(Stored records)
::::::::

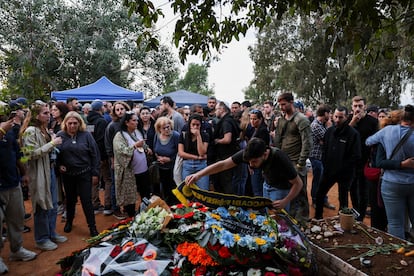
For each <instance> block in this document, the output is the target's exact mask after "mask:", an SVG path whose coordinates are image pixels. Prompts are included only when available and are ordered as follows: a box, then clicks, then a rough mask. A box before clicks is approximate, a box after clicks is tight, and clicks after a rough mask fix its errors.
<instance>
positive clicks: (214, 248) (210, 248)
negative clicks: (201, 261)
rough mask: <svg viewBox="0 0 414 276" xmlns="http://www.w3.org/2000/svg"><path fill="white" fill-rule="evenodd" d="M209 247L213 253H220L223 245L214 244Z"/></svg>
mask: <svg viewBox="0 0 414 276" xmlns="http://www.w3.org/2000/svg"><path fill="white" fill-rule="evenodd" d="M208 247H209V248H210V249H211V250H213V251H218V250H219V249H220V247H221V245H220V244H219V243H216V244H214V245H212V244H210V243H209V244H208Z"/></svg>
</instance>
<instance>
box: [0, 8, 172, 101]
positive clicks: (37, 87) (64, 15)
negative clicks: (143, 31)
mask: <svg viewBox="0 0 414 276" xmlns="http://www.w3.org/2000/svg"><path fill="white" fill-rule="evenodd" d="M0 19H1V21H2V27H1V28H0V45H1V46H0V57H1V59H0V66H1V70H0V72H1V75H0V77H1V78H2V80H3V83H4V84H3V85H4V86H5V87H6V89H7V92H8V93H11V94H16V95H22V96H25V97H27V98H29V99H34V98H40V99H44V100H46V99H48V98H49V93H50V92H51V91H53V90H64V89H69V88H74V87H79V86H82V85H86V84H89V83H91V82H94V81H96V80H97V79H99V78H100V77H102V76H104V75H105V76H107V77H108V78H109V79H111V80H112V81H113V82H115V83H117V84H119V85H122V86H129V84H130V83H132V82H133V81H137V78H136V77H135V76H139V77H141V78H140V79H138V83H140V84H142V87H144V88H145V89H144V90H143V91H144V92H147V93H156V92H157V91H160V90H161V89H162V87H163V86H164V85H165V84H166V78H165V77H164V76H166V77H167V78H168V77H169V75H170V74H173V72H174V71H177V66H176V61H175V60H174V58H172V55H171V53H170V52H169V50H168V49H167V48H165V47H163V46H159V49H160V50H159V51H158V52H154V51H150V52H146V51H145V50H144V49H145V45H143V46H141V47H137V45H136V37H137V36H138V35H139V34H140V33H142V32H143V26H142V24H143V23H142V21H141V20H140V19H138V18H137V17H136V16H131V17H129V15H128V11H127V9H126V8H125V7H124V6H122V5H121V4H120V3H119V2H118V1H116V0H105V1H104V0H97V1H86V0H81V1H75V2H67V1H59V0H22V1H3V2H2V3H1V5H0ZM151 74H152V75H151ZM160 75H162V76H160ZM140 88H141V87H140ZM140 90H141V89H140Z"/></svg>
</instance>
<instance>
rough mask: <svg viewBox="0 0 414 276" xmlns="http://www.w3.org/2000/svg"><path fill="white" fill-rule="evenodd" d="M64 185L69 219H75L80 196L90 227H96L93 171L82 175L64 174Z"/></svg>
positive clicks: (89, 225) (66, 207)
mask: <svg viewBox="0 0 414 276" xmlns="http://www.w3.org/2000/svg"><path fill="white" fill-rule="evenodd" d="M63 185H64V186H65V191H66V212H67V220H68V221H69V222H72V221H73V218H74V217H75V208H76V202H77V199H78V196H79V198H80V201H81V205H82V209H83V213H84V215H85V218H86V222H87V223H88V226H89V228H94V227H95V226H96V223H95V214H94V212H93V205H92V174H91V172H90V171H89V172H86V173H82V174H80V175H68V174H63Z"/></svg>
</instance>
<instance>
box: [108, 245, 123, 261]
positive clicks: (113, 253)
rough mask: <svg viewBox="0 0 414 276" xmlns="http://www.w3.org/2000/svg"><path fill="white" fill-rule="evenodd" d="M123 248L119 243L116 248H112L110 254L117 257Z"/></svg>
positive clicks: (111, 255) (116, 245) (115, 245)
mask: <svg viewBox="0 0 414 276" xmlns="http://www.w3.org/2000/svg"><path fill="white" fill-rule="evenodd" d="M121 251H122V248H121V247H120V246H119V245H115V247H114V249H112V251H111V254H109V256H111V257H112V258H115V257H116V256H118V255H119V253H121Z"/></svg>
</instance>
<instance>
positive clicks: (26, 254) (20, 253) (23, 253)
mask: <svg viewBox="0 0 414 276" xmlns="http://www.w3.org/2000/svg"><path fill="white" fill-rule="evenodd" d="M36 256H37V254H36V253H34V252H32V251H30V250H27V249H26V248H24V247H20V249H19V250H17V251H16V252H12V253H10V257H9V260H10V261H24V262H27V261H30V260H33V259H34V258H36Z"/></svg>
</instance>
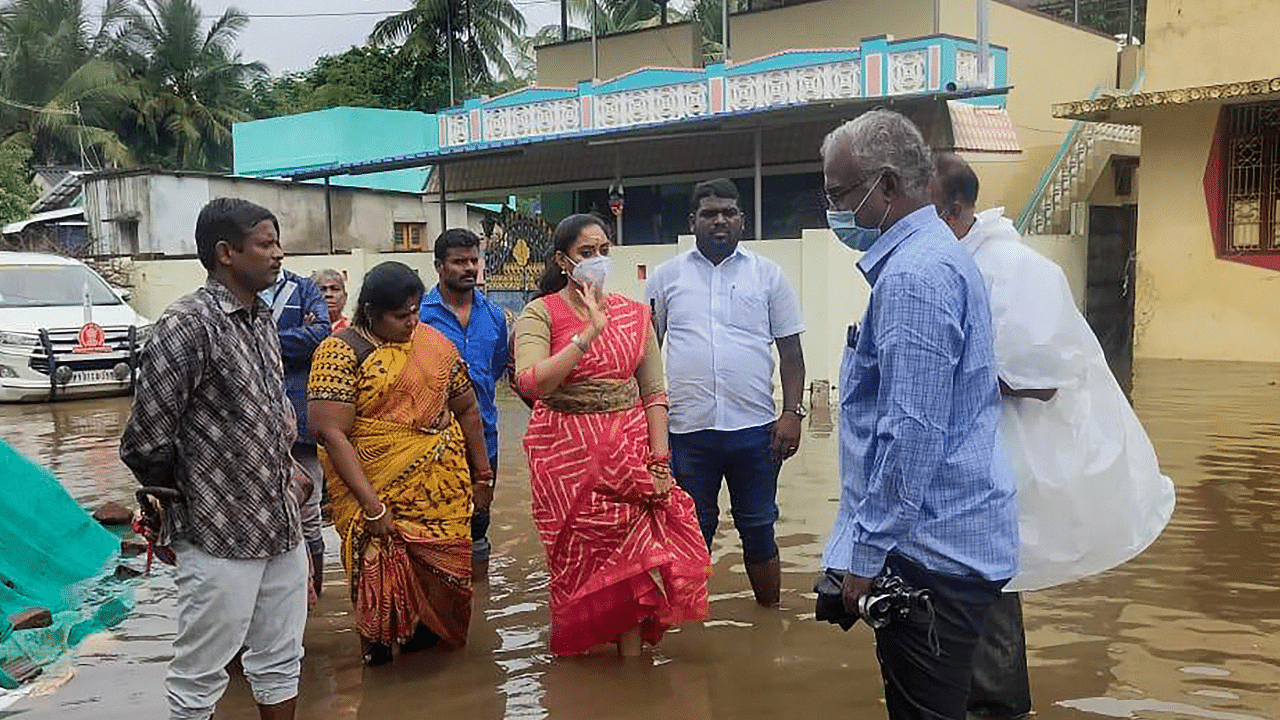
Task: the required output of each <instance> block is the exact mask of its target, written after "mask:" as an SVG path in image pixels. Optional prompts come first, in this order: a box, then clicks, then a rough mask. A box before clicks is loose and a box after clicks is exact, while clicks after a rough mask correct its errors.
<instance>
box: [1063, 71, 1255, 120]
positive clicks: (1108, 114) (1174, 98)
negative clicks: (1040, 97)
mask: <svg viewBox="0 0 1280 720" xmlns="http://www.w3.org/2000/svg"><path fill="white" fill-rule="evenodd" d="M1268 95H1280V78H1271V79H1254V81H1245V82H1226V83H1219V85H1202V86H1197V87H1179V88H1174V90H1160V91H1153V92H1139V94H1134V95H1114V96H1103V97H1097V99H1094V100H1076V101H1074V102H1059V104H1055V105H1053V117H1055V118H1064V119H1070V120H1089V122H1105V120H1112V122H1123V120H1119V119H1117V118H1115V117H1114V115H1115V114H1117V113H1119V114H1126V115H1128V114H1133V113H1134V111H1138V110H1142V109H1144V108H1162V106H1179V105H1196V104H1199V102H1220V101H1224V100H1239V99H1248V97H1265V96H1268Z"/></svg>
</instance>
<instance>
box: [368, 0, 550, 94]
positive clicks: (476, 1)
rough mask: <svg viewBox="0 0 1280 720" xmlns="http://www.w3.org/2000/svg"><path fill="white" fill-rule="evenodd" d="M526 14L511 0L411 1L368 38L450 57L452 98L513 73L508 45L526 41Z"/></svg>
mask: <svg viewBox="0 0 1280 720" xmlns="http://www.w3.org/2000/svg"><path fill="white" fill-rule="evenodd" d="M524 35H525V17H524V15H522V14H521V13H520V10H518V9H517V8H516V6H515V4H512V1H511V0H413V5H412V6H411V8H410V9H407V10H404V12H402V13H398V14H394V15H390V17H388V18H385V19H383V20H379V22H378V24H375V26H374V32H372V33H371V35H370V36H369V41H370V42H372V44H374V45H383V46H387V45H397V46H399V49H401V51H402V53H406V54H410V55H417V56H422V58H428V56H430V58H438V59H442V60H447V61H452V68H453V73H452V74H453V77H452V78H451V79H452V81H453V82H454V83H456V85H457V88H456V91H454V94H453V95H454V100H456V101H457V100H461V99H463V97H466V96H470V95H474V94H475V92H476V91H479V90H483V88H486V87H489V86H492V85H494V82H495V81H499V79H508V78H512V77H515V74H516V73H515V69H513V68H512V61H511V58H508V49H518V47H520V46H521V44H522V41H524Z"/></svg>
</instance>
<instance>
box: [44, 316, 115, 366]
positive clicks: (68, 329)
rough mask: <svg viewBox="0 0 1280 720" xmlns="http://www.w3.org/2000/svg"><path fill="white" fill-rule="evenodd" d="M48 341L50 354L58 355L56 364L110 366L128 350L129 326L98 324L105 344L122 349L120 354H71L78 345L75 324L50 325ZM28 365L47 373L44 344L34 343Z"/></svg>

::::::::

* _Your task_: Locate the word "after" in the records above, and return each line that has it.

* _Finished task_:
For each <instance> block in this document, the output is the target's exact mask after "mask:", an SVG path whose coordinates are image pixels. Prompts are included only when available and are ordered as follows: a box, then clicks, then a rough mask. A box before clicks is approximate, a box after clicks is tight, and clicks after a rough mask fix its errors.
Task: the required output of each <instance> block is the exact mask of its target, written after "mask:" as an SVG path in image pixels. Optional prompts come first, in this order: a box, then clicks, then a rough mask. A box before clicks is loose and a box after clicks is exact, while clicks after a rough mask correct its errors.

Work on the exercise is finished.